_READING TEXT_.
▬▬▬▬▬▬▬▬▬▬
Tuesday, August 19, 2003

Here is Craig Allen Conrad’s report on The Philly Sound weekend. 
 
Dear Ron Silliman,
 

there's something about you that really made The Philly Sound sound right Friday night. maybe it's the edges you flex in your lines, those very Philly-feeling edges. must be what you're made of, but man you gave it to us Friday night. gave it to us beautifully through the smoke, yeah. and anyone who wasn't completely absorbed with Jena Osman simply wasn't listening to her! it was a night of poetry we'll never forget.

 

however, it's really impossible for me to give you Saturday back. sorry you couldn't make it. "I wasn't bullshitting earlier when I said that Philadelphia is one of my spiritual homes," Eileen Myles said at the microphone. bet you 50 bucks she'd tell it to you herself if you e-mailed her.

 

i wonder, if you were to be given Saturday back, to listen, if you could actually say that you have ever had a day of poetry to compare? it was a bold day, showcasing what the Philly Sound has been working toward. All of us working very hard. Tom Devaney and Frank Sherlock's vision for the weekend was brilliant really, these short-short sets strung together. little tastes, leaves you wanting more, but then the next poet jumps up and you're hooked, and so on....

 

it was clear that many of the visiting poets were unprepared for the sustained levels of excitement. one just doesn't prepare for such things when a schedule of 50 poets is facing you. a couple of poets i've known for years said that they hadn't realized what has been quietly brewing here. and after such a long day, you just can't believe that you want to go home and write and write and want to never stop writing.
▬▬▬▬▬▬▬▬▬▬
(Stored dataset items)
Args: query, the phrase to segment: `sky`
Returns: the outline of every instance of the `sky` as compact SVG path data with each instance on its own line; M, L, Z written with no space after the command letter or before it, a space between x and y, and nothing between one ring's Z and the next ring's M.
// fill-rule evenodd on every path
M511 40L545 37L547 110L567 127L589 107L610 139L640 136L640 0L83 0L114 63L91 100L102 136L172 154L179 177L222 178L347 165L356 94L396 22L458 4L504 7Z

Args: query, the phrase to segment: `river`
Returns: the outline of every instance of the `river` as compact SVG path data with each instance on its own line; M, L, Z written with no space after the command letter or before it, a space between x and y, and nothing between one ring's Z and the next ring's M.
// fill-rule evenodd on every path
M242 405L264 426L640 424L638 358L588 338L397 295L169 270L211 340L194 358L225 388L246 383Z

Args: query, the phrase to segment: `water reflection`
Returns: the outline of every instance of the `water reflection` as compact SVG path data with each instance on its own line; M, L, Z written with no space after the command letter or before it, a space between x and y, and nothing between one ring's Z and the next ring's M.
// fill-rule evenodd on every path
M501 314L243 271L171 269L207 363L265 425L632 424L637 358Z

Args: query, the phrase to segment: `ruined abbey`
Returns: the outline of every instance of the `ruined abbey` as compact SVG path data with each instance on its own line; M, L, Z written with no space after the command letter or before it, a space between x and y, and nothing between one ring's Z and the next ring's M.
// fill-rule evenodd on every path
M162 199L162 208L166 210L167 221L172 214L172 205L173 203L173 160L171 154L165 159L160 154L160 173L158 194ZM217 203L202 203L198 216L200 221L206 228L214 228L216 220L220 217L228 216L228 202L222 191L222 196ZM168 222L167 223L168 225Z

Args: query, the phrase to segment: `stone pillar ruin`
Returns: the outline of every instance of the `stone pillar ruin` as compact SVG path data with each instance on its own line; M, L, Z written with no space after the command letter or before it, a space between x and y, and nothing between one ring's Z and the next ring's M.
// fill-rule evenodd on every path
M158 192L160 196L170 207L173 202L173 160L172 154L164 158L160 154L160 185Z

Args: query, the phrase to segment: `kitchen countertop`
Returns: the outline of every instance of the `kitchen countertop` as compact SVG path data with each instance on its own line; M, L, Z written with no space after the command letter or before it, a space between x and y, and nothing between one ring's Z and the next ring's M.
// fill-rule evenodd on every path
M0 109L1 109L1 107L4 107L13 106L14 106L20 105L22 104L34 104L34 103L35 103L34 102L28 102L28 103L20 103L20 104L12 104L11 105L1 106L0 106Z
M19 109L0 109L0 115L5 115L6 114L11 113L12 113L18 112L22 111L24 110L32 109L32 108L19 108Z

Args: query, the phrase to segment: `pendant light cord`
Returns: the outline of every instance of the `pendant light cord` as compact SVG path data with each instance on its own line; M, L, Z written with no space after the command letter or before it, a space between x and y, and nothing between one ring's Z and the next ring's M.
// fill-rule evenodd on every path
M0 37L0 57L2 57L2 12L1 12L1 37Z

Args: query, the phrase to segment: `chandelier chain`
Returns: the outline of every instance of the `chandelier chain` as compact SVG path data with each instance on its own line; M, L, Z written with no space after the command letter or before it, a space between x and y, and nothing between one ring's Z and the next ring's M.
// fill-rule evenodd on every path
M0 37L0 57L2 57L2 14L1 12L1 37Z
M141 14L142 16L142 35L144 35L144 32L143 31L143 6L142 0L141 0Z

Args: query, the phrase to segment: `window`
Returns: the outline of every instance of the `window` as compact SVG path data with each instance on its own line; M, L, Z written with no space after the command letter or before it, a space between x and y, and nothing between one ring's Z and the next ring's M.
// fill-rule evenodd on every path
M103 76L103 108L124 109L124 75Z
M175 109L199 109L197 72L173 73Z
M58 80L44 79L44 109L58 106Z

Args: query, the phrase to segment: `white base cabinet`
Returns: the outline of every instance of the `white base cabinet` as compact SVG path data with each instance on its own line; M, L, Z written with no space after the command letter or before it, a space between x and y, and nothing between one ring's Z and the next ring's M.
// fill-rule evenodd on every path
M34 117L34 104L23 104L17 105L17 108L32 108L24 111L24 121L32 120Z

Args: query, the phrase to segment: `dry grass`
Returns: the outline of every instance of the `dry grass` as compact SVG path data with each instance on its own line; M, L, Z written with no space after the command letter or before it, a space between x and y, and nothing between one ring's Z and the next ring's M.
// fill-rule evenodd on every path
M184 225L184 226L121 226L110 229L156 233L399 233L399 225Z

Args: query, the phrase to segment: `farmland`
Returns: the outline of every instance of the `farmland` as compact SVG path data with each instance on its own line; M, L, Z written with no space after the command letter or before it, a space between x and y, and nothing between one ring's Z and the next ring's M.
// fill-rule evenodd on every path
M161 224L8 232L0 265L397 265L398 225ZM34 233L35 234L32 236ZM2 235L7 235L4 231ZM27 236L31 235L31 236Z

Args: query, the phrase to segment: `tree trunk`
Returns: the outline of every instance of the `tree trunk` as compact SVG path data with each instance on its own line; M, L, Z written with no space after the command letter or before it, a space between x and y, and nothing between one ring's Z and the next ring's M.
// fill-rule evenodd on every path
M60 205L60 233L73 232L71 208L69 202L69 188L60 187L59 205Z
▬▬▬▬▬▬▬▬▬▬
_WORK TO COMPLETE_.
#1 Translate this sentence from the letter about The Philly Sound weekend into Spanish: "it was a night of poetry we'll never forget."
#2 In the letter about The Philly Sound weekend, whose vision was it to string short-short sets together?
#3 Resume the letter about The Philly Sound weekend from where it stops.

_FINAL ANSWERS_.
#1 fue una noche de poesía que nunca olvidaremos.

#2 Tom Devaney and Frank Sherlock's.

#3
 

has Philly been ignored? well, if it has been, that's about to stop!

 

must admit that my live 9for9 panel wasn't as well attended as the rest of the day, but it's the early morning hour that can be blamed. when Tom Devaney and Frank Sherlock invited me to host this panel, HOW could i have possibly passed up the opportunity? OF COURSE i was going to do it!

 

the 9 poets on the panel were anything but shy, which was nothing short of compelling, but you'll have to wait for the written version to come out to understand what i'm saying here.

 

a couple of the questions annoyed some of the audience, like, "L-A-N-G-U-A-G-E poetry arrives at your door in the form of a gift, what does it look like?" there's quite a bit of space in there, i think, to say just about anything that you really WANT to say.

 

funny HOW MANY poets over the years (mostly well educated poets) who say the silliest, wrong things about L-A-N-G-U-A-G-E poetry. i'm not mentioning names (gossip is a waste of time), but i've had poets tell me they are "not into L-A-N-G-U-A-G-E poetry, you know, like Alice Notley." ALICE NOTLEY!? AND YOU HAVE A PHD IN POETRY!? mark that degree RETURN TO SENDER i'd say!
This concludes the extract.